Vorliegender Auszug
________________________________________
Dass sie nicht vorstellig geworden ist, obwohl als verhandlungsfähig geltend, habe ich mitbekommen. Aber dass die Dame auf der Flucht ist. Was denkt die denn, was sie damit erreicht?
Zumindest stellt sich so nicht die Frage nach ihrer Verhandlungsfähigkeit, sehen wir es positiv. Wer es wegzurennen schafft, schafft es auch in den Gerichtssaal.
Nur ein Satz der zum Nachdenken anregen sollte: "Auge um Auge, Zahn um Zahn!"
Sind wir das? Ist das unser Rechtsempfinden unserer Demokratie?
Je älter ich werde und umso mehr ich (aus beruflichen wie philosophischen Gründen) über solche Fragen nachsinne, umso mehr gelange ich zu der Ansicht, dass das Talionische Gesetz zu den tragisch verkannten Errungenschaften der Menschheitsgeschichte gehört und vielleicht rehabilitiert werden sollte.
Was besagt "Auge um Auge, Zahn um Zahn" im Grunde? Ersetzen wir die – vermutlich für den schlechten Ruf verantwortliche – körperliche Metapher durch eine materielle: Stiehlst Du mir 100 Euro, büßt du mit dem Verlust von 100 Euro. Wohlgemerkt: Du büßt nicht mit dem Verlust von 10 oder 1.000 Euro.
________________________________________
Gespeicherte Dateneinträge:
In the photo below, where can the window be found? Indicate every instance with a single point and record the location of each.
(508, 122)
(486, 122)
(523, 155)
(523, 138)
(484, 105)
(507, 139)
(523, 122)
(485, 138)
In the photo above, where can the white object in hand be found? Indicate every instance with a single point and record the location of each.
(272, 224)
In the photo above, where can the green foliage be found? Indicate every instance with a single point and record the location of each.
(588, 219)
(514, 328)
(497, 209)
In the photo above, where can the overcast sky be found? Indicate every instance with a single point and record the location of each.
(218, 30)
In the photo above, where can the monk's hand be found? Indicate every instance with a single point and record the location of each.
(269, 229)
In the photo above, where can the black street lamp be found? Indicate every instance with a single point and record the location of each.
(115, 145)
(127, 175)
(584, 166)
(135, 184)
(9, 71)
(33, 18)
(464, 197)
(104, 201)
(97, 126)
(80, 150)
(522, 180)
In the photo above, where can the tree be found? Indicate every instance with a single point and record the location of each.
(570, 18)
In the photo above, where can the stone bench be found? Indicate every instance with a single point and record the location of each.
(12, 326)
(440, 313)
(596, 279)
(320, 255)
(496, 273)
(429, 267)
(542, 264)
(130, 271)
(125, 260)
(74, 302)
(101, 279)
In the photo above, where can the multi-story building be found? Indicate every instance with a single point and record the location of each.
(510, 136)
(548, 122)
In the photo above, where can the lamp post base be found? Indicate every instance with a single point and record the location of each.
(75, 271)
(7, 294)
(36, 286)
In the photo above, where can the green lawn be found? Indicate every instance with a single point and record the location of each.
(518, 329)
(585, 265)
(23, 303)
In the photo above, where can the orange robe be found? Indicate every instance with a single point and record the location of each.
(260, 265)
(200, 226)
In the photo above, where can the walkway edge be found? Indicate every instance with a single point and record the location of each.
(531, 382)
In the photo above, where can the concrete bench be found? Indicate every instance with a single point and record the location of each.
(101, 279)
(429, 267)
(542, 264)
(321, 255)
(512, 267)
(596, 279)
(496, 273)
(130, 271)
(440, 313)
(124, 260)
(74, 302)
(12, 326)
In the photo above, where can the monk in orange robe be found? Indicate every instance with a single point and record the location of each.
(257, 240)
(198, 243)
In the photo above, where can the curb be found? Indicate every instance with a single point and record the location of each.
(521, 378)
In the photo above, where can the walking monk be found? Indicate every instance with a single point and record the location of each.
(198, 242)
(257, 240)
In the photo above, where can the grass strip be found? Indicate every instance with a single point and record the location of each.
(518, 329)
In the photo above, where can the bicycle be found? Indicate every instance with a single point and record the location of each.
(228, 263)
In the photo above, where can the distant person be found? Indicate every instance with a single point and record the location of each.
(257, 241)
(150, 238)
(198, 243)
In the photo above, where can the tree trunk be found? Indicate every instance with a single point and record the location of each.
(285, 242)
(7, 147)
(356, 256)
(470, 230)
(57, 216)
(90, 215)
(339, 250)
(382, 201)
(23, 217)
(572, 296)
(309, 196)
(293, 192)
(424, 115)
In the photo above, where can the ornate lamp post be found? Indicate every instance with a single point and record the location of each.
________________________________________
Aufgabenstellung
Mit welchem Verlust büßt laut dem Auszug, wer 100 Euro stiehlt? Als Grundlage dient ausschließlich der Auszug.

Lösung
Wer 100 Euro stiehlt, büßt mit dem Verlust von 100 Euro.